Stated exercise 1:
Please reproduce the part of the Peter Shier article between "- Born: August" and "the Ottawa Senators.", inclusive.
Stated exercise 2:
How many rows contain the string "Target"? Reply with the number alone.

Selected text:
* * *

- Born: August 12, 1955 (age 70) Toronto, Ontario, Canada
- Height: 6 ft 2 in (188 cm)
- Weight: 200 lb (91 kg; 14 st 4 lb)
- Position: Defenseman
- Shot: Left
- Played for: Cornell Oklahoma City Stars Baltimore Clippers Lukko EC Salzburg HC La Chaux-de-Fonds EC KAC
- WHA draft: 161st, 1975 Cincinnati Stingers
- Playing career: 1975–1984

= Peter Shier =

Canadian ice hockey player

Peter Shier (born August 12, 1955) is a Canadian former ice hockey defenseman and advertising executive. Shier was an All-American when playing for Cornell. Currently, he is the vice-president of marketing for the Ottawa Senators.

==Career==
A graduate of Beaconsfield High School, Shier played junior hockey for the Pierrefonds Pirates. He was twice an all-star for the junior B team and began attending Cornell University in 1974. After a year with the freshman team, one of the few remaining first-year teams in the country, Shier was drafted by the Cincinnati Stingers. When he debuted for the varsity team the following year, Shier became a point-per-game player and increased his point total each season. As a senior Shier led the nation in scoring by a defenseman and helped Cornell to a second place finish in ECAC Hockey. Unfortunately, the team was upset in the conference quarterfinals and missed a chance at a tournament appearance. Later that year, after the Edmonton Oilers had obtained his rights, Shier was offered a contract to finish out the playoffs. Despite the $25,000 on the table, Shier knew that he wouldn't finish his degree if he had accepted and turned down the offer.

After graduating with a degree in hotel management, Shier began playing professionally. He played two seasons for the Oklahoma City Stars and led the team in scoring from the blueline both years. Unfortunately, the Stars weren't a good team and missed the playoff during Shier's tenure. In 1980 he travelled across the Atlantic and played several years in Europe. After a season in Finland, Shier played for two Austrian and one Swiss team over three years, finishing in the top three scorers for his teams each year.

* * *

Materials provided:
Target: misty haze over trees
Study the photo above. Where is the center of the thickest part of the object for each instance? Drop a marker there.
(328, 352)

* * *

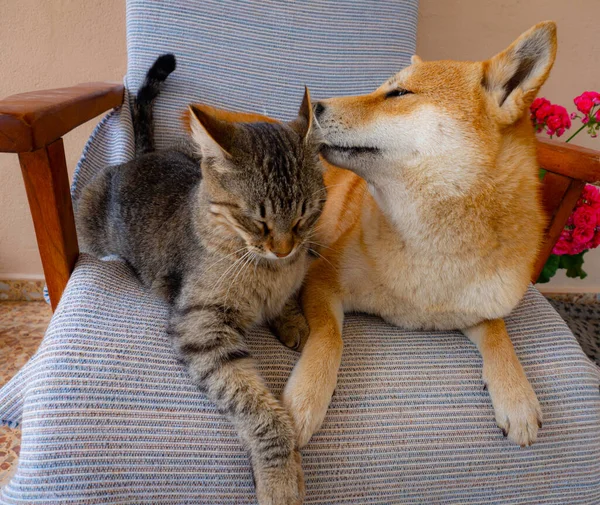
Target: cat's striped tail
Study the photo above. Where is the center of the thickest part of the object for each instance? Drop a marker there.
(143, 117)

* * *

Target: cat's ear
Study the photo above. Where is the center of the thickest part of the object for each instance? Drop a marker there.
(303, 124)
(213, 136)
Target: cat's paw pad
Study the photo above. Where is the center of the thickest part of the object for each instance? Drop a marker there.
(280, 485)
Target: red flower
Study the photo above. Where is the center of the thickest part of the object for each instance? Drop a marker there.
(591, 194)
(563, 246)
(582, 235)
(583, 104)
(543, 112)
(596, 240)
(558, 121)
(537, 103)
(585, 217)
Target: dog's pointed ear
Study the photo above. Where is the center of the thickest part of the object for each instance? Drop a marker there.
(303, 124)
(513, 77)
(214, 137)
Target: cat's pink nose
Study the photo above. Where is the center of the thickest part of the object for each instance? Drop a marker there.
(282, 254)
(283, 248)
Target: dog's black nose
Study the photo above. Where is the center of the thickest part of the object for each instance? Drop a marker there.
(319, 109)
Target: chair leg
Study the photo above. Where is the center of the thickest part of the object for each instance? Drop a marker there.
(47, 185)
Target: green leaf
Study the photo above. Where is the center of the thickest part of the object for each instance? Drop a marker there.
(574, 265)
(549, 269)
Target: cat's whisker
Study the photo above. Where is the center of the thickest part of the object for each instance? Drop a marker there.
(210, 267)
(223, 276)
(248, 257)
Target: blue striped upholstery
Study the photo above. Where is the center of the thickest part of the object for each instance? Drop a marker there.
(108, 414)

* * *

Exercise result 1:
- Born: August 12, 1955 (age 70) Toronto, Ontario, Canada
- Height: 6 ft 2 in (188 cm)
- Weight: 200 lb (91 kg; 14 st 4 lb)
- Position: Defenseman
- Shot: Left
- Played for: Cornell Oklahoma City Stars Baltimore Clippers Lukko EC Salzburg HC La Chaux-de-Fonds EC KAC
- WHA draft: 161st, 1975 Cincinnati Stingers
- Playing career: 1975–1984

= Peter Shier =

Canadian ice hockey player

Peter Shier (born August 12, 1955) is a Canadian former ice hockey defenseman and advertising executive. Shier was an All-American when playing for Cornell. Currently, he is the vice-president of marketing for the Ottawa Senators.

Exercise result 2:
12